EXERCISE GOAL: In every one of the lines below, change "placed on its own line" to "set on a separate line" and leave everything else as it is.

ENTRIES PROVIDED:

* * * *

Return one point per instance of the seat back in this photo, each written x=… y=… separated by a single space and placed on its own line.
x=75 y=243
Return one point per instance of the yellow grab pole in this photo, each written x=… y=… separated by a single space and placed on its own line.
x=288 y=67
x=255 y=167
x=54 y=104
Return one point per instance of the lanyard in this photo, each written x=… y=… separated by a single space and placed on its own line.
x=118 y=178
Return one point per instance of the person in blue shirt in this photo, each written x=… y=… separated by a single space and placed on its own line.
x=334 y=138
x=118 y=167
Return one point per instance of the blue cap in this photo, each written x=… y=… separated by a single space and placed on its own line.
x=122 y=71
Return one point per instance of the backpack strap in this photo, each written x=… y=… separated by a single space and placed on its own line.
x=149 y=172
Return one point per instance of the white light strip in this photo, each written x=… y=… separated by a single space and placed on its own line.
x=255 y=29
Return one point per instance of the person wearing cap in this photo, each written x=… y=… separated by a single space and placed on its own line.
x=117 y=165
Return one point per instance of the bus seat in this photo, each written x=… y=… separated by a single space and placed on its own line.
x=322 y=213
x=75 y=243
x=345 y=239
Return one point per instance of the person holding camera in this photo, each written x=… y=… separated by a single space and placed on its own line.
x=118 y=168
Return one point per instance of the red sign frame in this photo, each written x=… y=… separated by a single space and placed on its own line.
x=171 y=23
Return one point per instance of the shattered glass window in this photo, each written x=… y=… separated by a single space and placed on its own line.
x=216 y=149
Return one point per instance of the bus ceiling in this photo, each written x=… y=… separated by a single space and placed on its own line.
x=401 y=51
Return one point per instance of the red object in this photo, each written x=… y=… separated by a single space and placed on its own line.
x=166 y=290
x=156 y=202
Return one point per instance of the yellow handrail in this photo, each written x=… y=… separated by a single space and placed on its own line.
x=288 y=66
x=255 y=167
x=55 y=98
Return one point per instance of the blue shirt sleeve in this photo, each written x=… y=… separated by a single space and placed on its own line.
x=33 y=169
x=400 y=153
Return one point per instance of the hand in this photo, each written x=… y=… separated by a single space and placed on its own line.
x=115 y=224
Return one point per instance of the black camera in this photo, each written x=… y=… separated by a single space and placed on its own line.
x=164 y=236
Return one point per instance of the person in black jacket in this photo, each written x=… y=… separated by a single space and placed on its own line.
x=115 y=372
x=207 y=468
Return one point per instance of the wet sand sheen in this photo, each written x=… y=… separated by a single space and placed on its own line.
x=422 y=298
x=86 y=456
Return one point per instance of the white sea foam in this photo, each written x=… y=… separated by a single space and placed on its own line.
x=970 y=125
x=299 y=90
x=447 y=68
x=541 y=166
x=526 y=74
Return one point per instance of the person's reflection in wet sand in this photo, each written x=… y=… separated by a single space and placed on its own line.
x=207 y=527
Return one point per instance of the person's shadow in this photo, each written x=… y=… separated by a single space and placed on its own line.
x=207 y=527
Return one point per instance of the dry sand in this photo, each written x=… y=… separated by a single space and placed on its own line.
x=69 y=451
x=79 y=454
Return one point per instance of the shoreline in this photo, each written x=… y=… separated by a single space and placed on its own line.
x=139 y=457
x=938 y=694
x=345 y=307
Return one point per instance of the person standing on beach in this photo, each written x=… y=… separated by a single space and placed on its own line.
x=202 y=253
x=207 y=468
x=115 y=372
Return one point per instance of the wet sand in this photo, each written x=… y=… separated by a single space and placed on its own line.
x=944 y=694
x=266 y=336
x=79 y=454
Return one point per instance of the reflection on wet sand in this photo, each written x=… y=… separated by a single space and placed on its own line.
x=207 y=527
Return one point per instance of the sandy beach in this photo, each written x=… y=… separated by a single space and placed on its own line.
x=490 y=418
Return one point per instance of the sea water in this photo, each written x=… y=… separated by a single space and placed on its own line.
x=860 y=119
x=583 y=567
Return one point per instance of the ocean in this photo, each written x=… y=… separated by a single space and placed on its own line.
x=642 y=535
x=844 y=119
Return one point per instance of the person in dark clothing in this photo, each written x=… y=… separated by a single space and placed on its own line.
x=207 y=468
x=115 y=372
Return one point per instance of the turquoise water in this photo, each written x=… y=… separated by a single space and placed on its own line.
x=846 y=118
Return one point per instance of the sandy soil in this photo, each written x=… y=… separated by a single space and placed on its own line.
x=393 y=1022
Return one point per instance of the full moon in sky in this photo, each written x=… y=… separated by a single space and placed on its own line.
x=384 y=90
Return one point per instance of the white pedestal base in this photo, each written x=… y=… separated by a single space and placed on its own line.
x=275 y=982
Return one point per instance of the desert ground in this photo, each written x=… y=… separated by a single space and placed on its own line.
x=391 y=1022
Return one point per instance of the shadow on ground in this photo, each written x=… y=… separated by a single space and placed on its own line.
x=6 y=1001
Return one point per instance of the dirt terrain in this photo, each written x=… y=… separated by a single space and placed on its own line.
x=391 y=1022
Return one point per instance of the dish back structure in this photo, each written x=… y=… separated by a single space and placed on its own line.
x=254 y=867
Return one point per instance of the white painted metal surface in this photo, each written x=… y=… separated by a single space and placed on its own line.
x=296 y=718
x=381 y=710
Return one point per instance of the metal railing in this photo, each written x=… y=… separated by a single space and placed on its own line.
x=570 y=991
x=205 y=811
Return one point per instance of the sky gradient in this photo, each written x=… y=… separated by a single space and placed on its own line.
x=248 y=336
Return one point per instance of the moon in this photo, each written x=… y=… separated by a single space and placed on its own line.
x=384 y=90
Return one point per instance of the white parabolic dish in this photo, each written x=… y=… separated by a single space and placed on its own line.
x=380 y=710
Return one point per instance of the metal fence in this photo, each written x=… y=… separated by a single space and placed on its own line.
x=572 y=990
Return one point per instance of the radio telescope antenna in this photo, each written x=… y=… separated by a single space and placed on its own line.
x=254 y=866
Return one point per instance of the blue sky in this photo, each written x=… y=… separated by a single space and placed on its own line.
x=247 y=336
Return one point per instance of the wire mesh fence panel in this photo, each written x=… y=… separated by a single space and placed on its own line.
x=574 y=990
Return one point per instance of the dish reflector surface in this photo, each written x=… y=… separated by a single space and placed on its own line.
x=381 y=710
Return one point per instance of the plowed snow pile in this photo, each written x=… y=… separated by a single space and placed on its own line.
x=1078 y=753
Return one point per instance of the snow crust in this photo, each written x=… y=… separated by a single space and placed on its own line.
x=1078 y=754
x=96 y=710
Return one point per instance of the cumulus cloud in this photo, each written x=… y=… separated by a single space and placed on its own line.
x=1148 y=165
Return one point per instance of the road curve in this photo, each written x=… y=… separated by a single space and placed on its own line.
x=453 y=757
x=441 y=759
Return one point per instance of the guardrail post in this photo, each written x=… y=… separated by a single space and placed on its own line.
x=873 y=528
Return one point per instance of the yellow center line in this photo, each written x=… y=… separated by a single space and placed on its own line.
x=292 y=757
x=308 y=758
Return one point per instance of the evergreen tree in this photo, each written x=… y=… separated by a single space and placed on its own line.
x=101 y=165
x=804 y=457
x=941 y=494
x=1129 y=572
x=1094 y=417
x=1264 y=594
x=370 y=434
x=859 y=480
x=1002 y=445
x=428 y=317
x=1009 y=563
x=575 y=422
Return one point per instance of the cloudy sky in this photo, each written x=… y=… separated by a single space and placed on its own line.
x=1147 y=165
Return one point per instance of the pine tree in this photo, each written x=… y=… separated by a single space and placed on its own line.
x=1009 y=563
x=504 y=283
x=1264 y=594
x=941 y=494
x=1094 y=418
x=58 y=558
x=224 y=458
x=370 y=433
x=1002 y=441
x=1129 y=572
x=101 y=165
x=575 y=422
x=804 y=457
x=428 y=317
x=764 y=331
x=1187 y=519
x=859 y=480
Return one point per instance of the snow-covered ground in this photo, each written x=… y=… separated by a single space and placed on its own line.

* * * *

EXERCISE SOLUTION:
Return one point per instance of the seat back in this photo, each written x=… y=… separated by a single space and set on a separate line.
x=75 y=243
Return one point per instance of the yellow grab pole in this photo, each written x=… y=… separated by a single space and set on a separate line.
x=288 y=67
x=255 y=167
x=54 y=104
Return one point per instance of the lanyard in this photo, each written x=… y=… separated by a single space and set on a separate line.
x=118 y=178
Return one point per instance of the person in blue shirt in this photo, each written x=… y=… separated by a single space and set on a separate line.
x=334 y=138
x=118 y=167
Return one point per instance of the blue cap in this photo, each written x=… y=… separated by a single space and set on a separate line.
x=122 y=71
Return one point per instance of the backpack strap in this photo, each written x=… y=… separated by a single space and set on a separate line.
x=149 y=172
Return one point per instance of the white light strip in this photo, each written x=… y=… separated by a single space and set on a separate line.
x=255 y=29
Return one point per instance of the person wearing cap in this photo, each written x=… y=… separated by a single space and set on a separate line.
x=117 y=165
Return one point per instance of the bus seat in this photo, each written x=… y=… separated by a single space and set on a separate line.
x=322 y=213
x=75 y=243
x=345 y=239
Return one point per instance of the person holding camera in this photo, each written x=… y=… separated by a single space and set on a separate line.
x=118 y=168
Return one point per instance of the red sign frame in this photo, each written x=… y=… separated by a single space and set on a separate line.
x=171 y=23
Return one point per instance of the shattered glass window in this photo, each written x=… y=… separated by a single space and set on a separate line.
x=216 y=149
Return one point per instance of the bus ceiling in this photo, each written x=… y=… separated by a single space and set on a separate line.
x=401 y=51
Return one point per instance of the red object in this photo, each written x=… y=… separated by a single space and set on a separate line.
x=166 y=290
x=156 y=202
Return one point per instance of the yellow handrail in this photo, each written x=… y=… separated by a single space and set on a separate line.
x=288 y=66
x=255 y=167
x=55 y=98
Return one point per instance of the blue shirt sleeve in this photo, each written x=… y=… separated by a single space and set on a separate line.
x=33 y=169
x=400 y=153
Return one point per instance of the hand in this photo, each written x=… y=… separated by a single space and set on a separate line.
x=115 y=224
Return one point per instance of the black camera in this photo, each written x=… y=… separated by a single space and set on a separate line.
x=164 y=236
Return one point per instance of the person in black jacket in this photo, each written x=… y=… separated by a single space and set on a separate line.
x=115 y=372
x=207 y=468
Return one point per instance of the wet sand sheen in this photo, each written x=… y=… separated by a single space and set on a separate line.
x=422 y=298
x=86 y=456
Return one point per instance of the white sea foam in this photo, each written x=… y=… separated by a single space and set on a separate line.
x=970 y=125
x=299 y=90
x=447 y=68
x=541 y=166
x=526 y=74
Return one point per instance of the person's reflection in wet sand in this photo, each written x=… y=… separated by a single space and set on a separate line.
x=207 y=527
Return one point per instance of the person's shadow in this photo, each written x=… y=… separated by a single space and set on a separate line.
x=207 y=527
Return one point per instance of the dry sand in this photo, each written x=… y=… separated by a single space and set on a separate line.
x=69 y=451
x=79 y=454
Return one point per instance of the shoreline in this photo, each written x=… y=… separated by a single space and set on a separate line.
x=139 y=457
x=938 y=694
x=345 y=307
Return one point per instance of the person standing on beach in this photo, each written x=… y=… separated by a single space and set on a separate line.
x=202 y=253
x=207 y=468
x=115 y=372
Return one point per instance of the wet sand in this photo, each written x=… y=… separated by a single space and set on a separate line.
x=944 y=694
x=266 y=336
x=79 y=454
Return one point per instance of the reflection on wet sand in this photo, each written x=… y=… separated by a single space and set on a separate line.
x=207 y=527
Return one point per instance of the sandy beach in this photo, each written x=… y=… separated by a single space and set on a separate line.
x=490 y=418
Return one point per instance of the sea water in this photo, each written x=… y=… separated by a single space and set on a separate line.
x=860 y=119
x=583 y=567
Return one point per instance of the ocean in this photo, each written x=… y=… separated by a single space and set on a separate line.
x=642 y=535
x=844 y=119
Return one point per instance of the person in dark clothing in this photo, each written x=… y=… separated by a single space and set on a separate line.
x=207 y=468
x=115 y=372
Return one point per instance of the turquoise water in this photo, each written x=… y=… separated by a single space and set on a separate line.
x=846 y=118
Return one point per instance of the sandy soil in this photo, each written x=… y=… separated by a single space and set on a separate line.
x=393 y=1022
Return one point per instance of the full moon in sky in this photo, each written x=… y=… separated by a single space and set on a separate line.
x=384 y=90
Return one point per instance of the white pedestal base in this photo, each written x=… y=… separated by a single space and set on a separate line.
x=275 y=982
Return one point per instance of the desert ground in this photo, each written x=… y=… separated by a single space and set on a separate line.
x=391 y=1022
Return one point per instance of the shadow on ground in this photo, each written x=… y=… separated by a single space and set on a separate line.
x=6 y=1001
Return one point per instance of the dirt terrain in this photo, each written x=… y=… separated by a single space and set on a separate line.
x=391 y=1022
Return one point per instance of the dish back structure in this photo, each written x=… y=… separated by a single space and set on a separate line.
x=254 y=867
Return one point per instance of the white painted metal surface in this photo, each written x=… y=… separated by a single space and set on a separate line.
x=296 y=718
x=381 y=710
Return one point per instance of the metal railing in this photo, each written x=… y=… separated by a single space and set on a separate line.
x=570 y=991
x=205 y=811
Return one point per instance of the sky gradient in this photo, each written x=… y=… separated by a single space and set on a separate line.
x=248 y=336
Return one point per instance of the moon in this photo, each written x=… y=… separated by a single space and set on a separate line.
x=384 y=90
Return one point per instance of the white parabolic dish in this photo, each written x=… y=… separated by a single space and set on a separate line.
x=380 y=710
Return one point per instance of the metal fence in this photo, each written x=… y=… separated by a single space and set on a separate line.
x=572 y=990
Return one point per instance of the radio telescope antenna in this photo, each written x=… y=… separated by a single space and set on a separate line.
x=254 y=866
Return one point per instance of the blue sky in this photo, each written x=… y=… separated by a single space and set on a separate line.
x=247 y=336
Return one point per instance of the wire mesh fence panel in this photo, each written x=… y=… separated by a single space and set on a separate line.
x=574 y=990
Return one point per instance of the dish reflector surface in this photo, each written x=… y=… separated by a single space and set on a separate line.
x=381 y=710
Return one point per instance of the plowed snow pile in this photo, each written x=… y=… separated by a single space and set on a separate line.
x=1078 y=753
Return one point per instance of the snow crust in this photo, each written x=… y=… separated by a single space and set on a separate line.
x=1078 y=754
x=96 y=710
Return one point per instance of the cumulus cloud in this photo, each written x=… y=… separated by a single space and set on a separate line.
x=1148 y=165
Return one point per instance of the road curve in this photo, each written x=… y=… separated by a single space and set on a separate line.
x=453 y=757
x=441 y=759
Return one point per instance of the guardrail post in this photo, each written x=… y=… separated by a single space and set on a separate line.
x=873 y=528
Return one point per instance of the yellow center line in this photo, each written x=… y=… separated by a single space and set on a separate line.
x=292 y=757
x=308 y=758
Return one point per instance of the evergreen tree in this photo, each written x=… y=… separated by a single space and set on a separate line.
x=101 y=165
x=804 y=457
x=941 y=494
x=1129 y=572
x=1094 y=417
x=1264 y=594
x=370 y=434
x=859 y=480
x=1002 y=445
x=428 y=317
x=1009 y=563
x=575 y=422
Return one point per instance of the cloudy sky in this photo, each written x=… y=… separated by a single space and set on a separate line.
x=1147 y=165
Return one point per instance of the pine tree in this photo, each written x=… y=… separated by a single space and set on a separate line.
x=1009 y=563
x=504 y=283
x=1264 y=594
x=941 y=494
x=1094 y=418
x=58 y=558
x=224 y=458
x=370 y=433
x=1002 y=441
x=1129 y=572
x=101 y=165
x=575 y=422
x=804 y=457
x=428 y=317
x=764 y=331
x=1187 y=519
x=859 y=480
Return one point per instance of the snow-covered ground in this photo, each written x=… y=… separated by a single space and set on a separate line.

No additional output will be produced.